• **SET PROBLEM**
Report how many lines in the items below contain the string "form". Give only the number.

• **GIVEN DATA**
··········

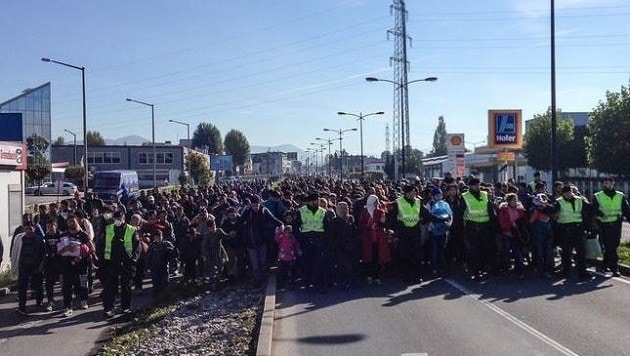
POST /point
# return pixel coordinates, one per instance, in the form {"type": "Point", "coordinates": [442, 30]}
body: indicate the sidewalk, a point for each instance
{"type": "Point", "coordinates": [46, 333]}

··········

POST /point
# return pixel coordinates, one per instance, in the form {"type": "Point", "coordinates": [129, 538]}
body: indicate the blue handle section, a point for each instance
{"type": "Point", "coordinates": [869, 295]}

··········

• **OUTPUT BELOW**
2